### YOUR TASK:
Give again, exactly, every line of the entries below from the one that has "the child's cheek" to the last.

--------------------------------

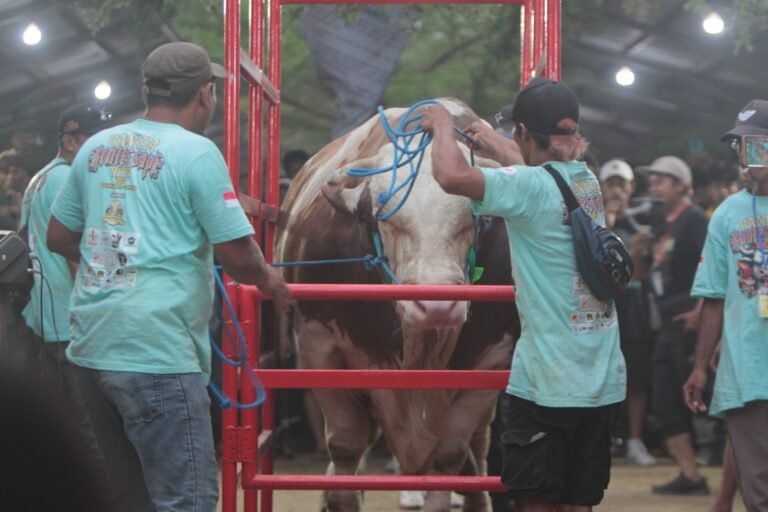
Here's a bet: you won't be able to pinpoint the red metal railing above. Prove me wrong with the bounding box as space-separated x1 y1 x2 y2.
221 1 560 510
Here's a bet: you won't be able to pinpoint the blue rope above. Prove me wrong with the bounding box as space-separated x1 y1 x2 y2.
347 99 438 221
208 269 266 409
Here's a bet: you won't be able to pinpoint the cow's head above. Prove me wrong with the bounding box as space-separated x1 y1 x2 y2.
322 115 499 335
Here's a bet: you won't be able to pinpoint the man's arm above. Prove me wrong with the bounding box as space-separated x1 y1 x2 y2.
214 236 292 313
421 105 485 200
682 298 725 413
47 216 81 263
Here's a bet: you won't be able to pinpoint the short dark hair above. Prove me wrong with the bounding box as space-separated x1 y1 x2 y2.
144 79 202 109
282 149 309 179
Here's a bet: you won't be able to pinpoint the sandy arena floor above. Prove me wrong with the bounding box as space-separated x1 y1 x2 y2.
219 453 745 511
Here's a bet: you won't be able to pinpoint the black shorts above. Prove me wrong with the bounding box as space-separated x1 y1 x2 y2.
499 393 613 507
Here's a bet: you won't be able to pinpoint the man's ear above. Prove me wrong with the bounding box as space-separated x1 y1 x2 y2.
60 134 77 154
321 156 376 222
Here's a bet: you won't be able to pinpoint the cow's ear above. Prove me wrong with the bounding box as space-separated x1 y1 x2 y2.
321 157 375 221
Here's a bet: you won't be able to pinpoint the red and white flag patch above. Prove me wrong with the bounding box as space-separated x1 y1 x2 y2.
223 191 239 208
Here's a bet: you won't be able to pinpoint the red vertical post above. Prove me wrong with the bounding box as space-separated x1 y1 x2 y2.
243 1 266 510
521 0 533 86
222 2 241 512
262 0 283 510
533 0 544 79
547 0 561 80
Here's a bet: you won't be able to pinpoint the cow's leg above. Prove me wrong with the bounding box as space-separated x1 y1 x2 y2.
296 317 373 512
421 390 497 512
317 388 373 512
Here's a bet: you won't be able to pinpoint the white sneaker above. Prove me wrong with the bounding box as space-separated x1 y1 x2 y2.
399 490 425 510
450 491 464 508
385 456 401 474
626 438 657 466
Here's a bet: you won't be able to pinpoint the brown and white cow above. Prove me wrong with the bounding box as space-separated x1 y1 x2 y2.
276 99 519 512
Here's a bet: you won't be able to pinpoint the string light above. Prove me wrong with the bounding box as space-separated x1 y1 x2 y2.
702 12 724 35
94 80 112 100
22 23 42 45
615 66 635 87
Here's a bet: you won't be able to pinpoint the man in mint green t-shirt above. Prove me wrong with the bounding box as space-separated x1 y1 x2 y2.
684 99 768 512
19 104 111 372
423 78 625 511
48 42 292 512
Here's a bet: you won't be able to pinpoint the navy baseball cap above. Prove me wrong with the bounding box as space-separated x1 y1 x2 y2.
495 77 580 135
721 99 768 141
58 104 112 137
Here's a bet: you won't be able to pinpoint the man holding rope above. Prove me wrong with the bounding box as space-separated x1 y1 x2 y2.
422 77 625 512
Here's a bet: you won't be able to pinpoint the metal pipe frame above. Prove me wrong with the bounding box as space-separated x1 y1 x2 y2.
242 283 516 302
221 1 560 509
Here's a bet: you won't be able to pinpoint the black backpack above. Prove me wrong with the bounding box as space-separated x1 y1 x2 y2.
543 164 634 302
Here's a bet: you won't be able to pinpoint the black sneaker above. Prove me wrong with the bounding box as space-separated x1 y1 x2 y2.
652 472 710 495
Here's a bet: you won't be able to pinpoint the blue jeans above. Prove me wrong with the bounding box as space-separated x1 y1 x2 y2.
74 367 219 512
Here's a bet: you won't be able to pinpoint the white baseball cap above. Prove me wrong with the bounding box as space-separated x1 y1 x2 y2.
599 159 634 182
637 156 692 187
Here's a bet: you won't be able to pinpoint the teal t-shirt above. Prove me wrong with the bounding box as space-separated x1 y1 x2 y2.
20 157 73 341
691 189 768 417
473 161 626 407
51 119 254 378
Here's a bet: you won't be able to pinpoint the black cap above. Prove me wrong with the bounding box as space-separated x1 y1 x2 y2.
495 77 580 135
721 99 768 141
58 104 113 137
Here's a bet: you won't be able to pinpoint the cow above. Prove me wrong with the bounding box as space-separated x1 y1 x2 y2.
275 99 520 512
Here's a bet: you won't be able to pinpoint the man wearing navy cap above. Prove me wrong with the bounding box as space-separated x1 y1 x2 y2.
422 77 626 511
19 103 112 375
684 99 768 512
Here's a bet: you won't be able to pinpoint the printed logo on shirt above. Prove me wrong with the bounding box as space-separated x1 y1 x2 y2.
88 133 165 182
728 214 768 298
223 191 239 208
103 200 125 226
570 276 617 333
562 178 604 224
498 167 519 177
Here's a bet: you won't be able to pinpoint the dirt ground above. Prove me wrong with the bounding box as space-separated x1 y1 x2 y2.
221 453 745 512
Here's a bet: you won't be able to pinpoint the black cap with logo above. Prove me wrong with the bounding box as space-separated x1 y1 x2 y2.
494 77 580 135
142 42 227 98
721 99 768 141
58 104 113 137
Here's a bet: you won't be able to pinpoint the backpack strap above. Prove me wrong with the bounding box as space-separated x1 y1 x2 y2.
542 163 580 213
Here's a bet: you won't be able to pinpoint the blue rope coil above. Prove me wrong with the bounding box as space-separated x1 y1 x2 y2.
347 99 438 221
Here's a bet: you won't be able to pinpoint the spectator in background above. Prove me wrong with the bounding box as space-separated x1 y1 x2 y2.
636 156 710 495
17 105 112 475
282 149 309 180
599 159 657 467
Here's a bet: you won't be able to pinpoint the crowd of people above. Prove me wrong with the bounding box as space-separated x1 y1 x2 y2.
0 37 765 512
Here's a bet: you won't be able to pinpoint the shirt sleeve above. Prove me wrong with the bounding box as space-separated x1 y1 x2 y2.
186 146 255 244
471 166 544 221
51 158 85 233
691 208 728 299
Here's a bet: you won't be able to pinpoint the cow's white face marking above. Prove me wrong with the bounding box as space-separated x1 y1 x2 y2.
365 128 475 329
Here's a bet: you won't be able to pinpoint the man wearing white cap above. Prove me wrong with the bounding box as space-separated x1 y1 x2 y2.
599 160 657 467
637 156 710 495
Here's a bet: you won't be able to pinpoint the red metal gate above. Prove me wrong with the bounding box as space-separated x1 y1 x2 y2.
220 1 561 510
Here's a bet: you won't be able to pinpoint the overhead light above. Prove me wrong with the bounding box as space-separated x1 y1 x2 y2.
615 66 635 86
22 23 42 45
702 12 724 35
94 80 112 100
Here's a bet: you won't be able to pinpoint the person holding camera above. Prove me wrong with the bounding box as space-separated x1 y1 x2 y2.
684 99 768 512
634 156 709 495
422 77 626 512
599 159 657 467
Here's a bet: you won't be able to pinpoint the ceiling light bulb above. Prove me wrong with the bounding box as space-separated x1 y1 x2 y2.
615 66 635 86
22 23 42 45
703 12 724 35
94 80 112 100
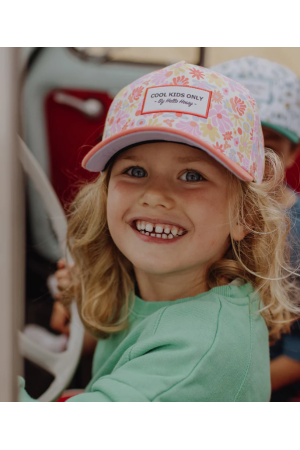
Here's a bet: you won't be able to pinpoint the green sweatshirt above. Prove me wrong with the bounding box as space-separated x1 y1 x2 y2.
19 282 271 402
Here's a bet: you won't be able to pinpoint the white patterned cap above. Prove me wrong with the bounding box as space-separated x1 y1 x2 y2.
211 56 300 143
83 61 265 183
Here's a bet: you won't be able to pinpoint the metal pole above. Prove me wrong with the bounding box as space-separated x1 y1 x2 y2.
0 47 24 402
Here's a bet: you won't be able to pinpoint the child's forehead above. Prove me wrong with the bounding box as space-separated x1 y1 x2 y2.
116 142 228 172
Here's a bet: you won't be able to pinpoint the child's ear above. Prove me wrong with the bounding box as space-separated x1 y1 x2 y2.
231 222 249 242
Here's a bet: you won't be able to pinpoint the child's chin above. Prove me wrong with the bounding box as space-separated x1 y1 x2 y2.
133 259 180 275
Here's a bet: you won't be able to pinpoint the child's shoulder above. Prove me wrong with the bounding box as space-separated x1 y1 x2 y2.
145 282 264 348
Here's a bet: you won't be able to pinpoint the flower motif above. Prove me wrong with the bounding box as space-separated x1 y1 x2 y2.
192 80 212 90
175 120 202 137
111 111 130 134
206 73 226 88
123 99 130 109
234 137 239 146
121 119 129 131
199 119 220 142
253 115 261 134
224 100 233 113
229 149 238 162
211 90 224 104
228 80 246 94
171 76 189 86
213 142 224 152
147 118 163 127
229 113 243 127
163 119 174 127
114 100 122 113
223 131 232 141
239 132 252 158
136 117 146 127
237 152 244 163
230 97 246 116
189 68 205 80
167 62 186 76
245 94 256 110
243 157 250 171
209 105 231 133
224 141 231 150
243 122 250 133
152 69 171 85
222 87 229 95
246 108 254 126
126 102 139 114
251 146 258 160
128 86 144 103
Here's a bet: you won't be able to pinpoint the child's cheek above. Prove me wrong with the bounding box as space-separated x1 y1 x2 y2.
107 180 137 219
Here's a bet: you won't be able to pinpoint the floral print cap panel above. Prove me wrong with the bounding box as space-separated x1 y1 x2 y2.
83 61 265 183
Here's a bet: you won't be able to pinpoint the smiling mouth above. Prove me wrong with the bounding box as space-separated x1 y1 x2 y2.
132 220 187 240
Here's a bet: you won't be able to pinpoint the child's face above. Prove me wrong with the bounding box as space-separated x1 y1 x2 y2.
107 142 242 279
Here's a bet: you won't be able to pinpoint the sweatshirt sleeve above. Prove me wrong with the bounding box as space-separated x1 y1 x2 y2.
19 297 222 402
67 299 222 402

--------------------------------

### OUTPUT FOR THIS TASK:
Here's a bet: you won't be able to pinpoint the child's cheek above. Prove me wrong with the bounding box as space-separated x1 y1 x2 y2.
107 180 137 219
Here's a bet: you won't be able to pinpoint the floral print cap panel above. Prove me wrong with the bounding box as space-separated x1 y1 x2 y2.
83 61 265 183
Here's a bet: you won't be able to pinpoint the smiling mouth above. Prove me wrong with the bounding box as space-separated x1 y1 x2 y2.
132 220 187 240
Here's a bet: you won't be able to pinpoint the child's face above. Prove me wrong with the bounding box as space-separated x1 y1 x2 y2.
107 142 242 279
Here's a bet: you won't be able to pinpoint the sweatshirt sleeve above. Prove me wrong with the bounding box as space-separated x1 y1 x2 y2.
19 297 222 402
67 299 222 402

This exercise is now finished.